SUPPLIED PASSAGE =
Member of the Maryland Senate
- In office 1860–1864
- Preceded by: Edwin H. Webster
- Succeeded by: William F. Bayless
- Constituency: Harford County

Personal details
- Died: January 5, 1891 (aged 73) near Bel Air, Maryland, U.S.
- Party: Southern Rights
- Children: 12
- Occupation: Politician

= Franklin Whitaker =

American politician (died 1891)

Franklin Whitaker (died January 5, 1891) was an American politician from Maryland. He served as a member of the Maryland Senate, representing Harford County, from 1860 to 1864.

==Career==
In 1851, Whitaker had a mill built with slave labor near Winters Run in Harford County, Maryland. The mill was called Whitaker's Mill.

Whitaker was a member of the Southern Rights Party. Whitaker served as a member of the Maryland Senate, representing Harford County, from 1860 to 1864. He also served as school commissioner in Harford County.

WORK INSTRUCTION A = In the passage on Franklin Whitaker, what was the mill built near Winters Run in 1851 called?
WORK INSTRUCTION B = Carry the passage on Franklin Whitaker further, picking up after its final sentence.
The lines here are taken from a separate, unrelated source.

INFORMATION =
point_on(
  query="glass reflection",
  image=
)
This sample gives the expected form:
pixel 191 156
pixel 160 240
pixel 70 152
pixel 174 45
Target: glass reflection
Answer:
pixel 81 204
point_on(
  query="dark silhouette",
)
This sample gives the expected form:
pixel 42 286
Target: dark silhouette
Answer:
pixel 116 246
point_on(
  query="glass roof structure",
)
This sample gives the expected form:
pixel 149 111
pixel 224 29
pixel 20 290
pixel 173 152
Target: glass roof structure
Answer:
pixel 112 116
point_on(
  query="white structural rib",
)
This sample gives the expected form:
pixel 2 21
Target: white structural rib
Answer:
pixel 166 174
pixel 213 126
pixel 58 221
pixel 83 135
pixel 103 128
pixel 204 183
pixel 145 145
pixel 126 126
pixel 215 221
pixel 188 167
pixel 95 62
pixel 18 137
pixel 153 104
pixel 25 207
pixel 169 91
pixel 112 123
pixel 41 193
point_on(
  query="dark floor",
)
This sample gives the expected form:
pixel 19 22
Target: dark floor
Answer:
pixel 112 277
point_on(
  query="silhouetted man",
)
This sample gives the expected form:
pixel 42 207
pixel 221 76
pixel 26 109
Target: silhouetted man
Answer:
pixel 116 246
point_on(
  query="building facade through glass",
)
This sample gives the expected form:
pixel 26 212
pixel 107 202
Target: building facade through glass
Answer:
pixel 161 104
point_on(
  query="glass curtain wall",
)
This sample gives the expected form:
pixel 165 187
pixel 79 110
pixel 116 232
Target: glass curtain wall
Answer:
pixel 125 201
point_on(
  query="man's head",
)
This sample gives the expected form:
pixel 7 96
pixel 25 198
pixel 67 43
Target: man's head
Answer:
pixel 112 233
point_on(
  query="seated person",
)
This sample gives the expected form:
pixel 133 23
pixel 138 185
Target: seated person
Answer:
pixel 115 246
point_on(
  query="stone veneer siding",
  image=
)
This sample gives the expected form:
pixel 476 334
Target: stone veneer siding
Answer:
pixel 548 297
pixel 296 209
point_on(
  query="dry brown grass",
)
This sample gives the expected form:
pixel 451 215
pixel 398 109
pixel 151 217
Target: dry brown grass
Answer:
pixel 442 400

FINAL ANSWER A = Whitaker's Mill.

FINAL ANSWER B =
Whitaker was a member of the board of trustees of the Bel Air Academy. In January 1882, Judge Watters appointed Whitaker as a school commissioner of Harford County. He was re-appointed by Judge Watters in January 1884. He resigned from the role in July 1885.

==Personal life==
Whitaker was married and had eight sons and four daughters, Samuel Jr. (died 1870), Nicholas Bond (died 1880), Elijah J. B., William, Franklin Jr., George, Henry, Howard, Elizabeth, Harriet, Mrs. W. H. Brookes and Virginia. In 1880, his son Franklin Jr. murdered a man.

Whitaker died of heart disease on January 5, 1891, at the age of 73, at his "Dunkale" home near Bel Air, Maryland.